L’invasione russa dell’Ucraina ha indotto la Germania a prendere decisioni storiche sul fronte della difesa. Oltre a nuovi investimenti per 100 miliardi di euro, Berlino si è detta pronta ad aumentare la spesa militare per portarla rapidamente al 2,0% del PIL, come richiesto dalla Nato (oggi è dell’1,49%).
Un rapporto del Bundestag (Unterrichtung durch die Wehrbeauftragte – Jahresbericht 2021) rivelava che nel 2020 appena il 50% dell’equipaggiamento militare tedesco funziona correttamente. Più di una volta in passato la Luftwaffe ha dovuto ammettere che molti suoi aerei erano oggetto di manutenzione, e quindi inutilizzabili. Tra i primi acquisti annunciati dal governo federale, vi è quello di 35 caccia F-35. C’è di più. Sempre nell’aeronautica, vi erano nel 2020 appena 106 piloti di caccia sui 220 previsti. Inoltre, Berlino vuole mettere a punto una nuova dottrina militare che deve essere pronta nei primi mesi dell’anno prossimo.

Consegna a >>
Trascrivi dal brano sulla difesa tedesca il passo che va da "L’invasione russa dell’Ucraina" a "(oggi è dell’1,49%).", senza alcuna modifica.
Questi record non hanno alcun legame con il brano.

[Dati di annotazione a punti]

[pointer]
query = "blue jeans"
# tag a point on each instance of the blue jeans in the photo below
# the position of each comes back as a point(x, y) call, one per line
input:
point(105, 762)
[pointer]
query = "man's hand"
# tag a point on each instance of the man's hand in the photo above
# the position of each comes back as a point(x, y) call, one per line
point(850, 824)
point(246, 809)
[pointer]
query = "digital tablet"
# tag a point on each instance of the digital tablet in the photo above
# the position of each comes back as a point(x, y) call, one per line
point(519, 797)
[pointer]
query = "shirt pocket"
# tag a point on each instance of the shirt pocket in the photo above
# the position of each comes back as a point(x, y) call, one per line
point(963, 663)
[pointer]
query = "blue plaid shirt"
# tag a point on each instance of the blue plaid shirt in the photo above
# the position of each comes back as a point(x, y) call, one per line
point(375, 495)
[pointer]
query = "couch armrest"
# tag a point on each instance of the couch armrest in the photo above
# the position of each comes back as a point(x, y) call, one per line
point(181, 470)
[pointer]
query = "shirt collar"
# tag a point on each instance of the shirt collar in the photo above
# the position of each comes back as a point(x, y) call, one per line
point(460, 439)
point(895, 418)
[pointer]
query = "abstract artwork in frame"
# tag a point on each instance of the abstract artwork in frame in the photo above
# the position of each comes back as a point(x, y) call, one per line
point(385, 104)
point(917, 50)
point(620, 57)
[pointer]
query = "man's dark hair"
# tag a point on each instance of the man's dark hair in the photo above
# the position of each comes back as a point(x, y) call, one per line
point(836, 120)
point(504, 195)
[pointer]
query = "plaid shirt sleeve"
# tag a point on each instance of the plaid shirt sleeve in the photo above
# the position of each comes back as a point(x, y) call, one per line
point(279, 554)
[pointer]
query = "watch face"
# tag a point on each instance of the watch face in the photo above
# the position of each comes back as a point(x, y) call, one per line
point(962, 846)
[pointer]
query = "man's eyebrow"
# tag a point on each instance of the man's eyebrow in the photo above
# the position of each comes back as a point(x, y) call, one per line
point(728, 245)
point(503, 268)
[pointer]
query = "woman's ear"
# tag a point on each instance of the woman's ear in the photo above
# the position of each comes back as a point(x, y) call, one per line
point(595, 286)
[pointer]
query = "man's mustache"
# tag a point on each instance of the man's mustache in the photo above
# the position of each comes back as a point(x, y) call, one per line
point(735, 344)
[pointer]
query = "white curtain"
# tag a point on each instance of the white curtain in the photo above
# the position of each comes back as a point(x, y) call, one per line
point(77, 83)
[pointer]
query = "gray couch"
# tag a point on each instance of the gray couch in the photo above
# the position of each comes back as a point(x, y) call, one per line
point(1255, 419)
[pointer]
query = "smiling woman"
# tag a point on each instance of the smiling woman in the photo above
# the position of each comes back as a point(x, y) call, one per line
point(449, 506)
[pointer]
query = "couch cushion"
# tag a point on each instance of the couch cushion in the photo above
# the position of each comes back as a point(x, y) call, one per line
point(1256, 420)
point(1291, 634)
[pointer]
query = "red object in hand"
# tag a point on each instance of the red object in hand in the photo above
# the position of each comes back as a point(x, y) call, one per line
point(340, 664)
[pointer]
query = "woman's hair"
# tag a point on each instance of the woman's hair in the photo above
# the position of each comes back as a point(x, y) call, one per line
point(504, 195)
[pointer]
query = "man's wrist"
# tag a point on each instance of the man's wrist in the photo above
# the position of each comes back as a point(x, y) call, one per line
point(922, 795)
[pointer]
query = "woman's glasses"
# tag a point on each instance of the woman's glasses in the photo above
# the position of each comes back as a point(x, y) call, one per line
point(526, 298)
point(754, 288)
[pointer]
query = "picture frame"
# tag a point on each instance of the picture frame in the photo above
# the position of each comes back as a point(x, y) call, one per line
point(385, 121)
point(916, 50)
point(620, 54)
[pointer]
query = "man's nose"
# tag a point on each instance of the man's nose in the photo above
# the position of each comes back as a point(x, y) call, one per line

Consegna b >>
Ridimensiona i record dall'inizio fino alla riga con "point(963, 663)" compresa, riportando tutte le righe, richieste incluse, e moltiplicando per 1,05 ogni coordinata dei punti nelle risposte, con arrotondamento all'intero più vicino e le metà per eccesso. Restituisci soltanto queste righe.

Risultato corretto a >>
L’invasione russa dell’Ucraina ha indotto la Germania a prendere decisioni storiche sul fronte della difesa. Oltre a nuovi investimenti per 100 miliardi di euro, Berlino si è detta pronta ad aumentare la spesa militare per portarla rapidamente al 2,0% del PIL, come richiesto dalla Nato (oggi è dell’1,49%).

Risultato corretto b >>
[pointer]
query = "blue jeans"
# tag a point on each instance of the blue jeans in the photo below
# the position of each comes back as a point(x, y) call, one per line
input:
point(110, 800)
[pointer]
query = "man's hand"
# tag a point on each instance of the man's hand in the photo above
# the position of each comes back as a point(x, y) call, one per line
point(893, 865)
point(258, 849)
[pointer]
query = "digital tablet"
# tag a point on each instance of the digital tablet in the photo above
# the position of each comes back as a point(x, y) call, one per line
point(545, 837)
[pointer]
query = "shirt pocket"
# tag a point on each instance of the shirt pocket in the photo above
# the position of each comes back as a point(x, y) call, one per line
point(1011, 696)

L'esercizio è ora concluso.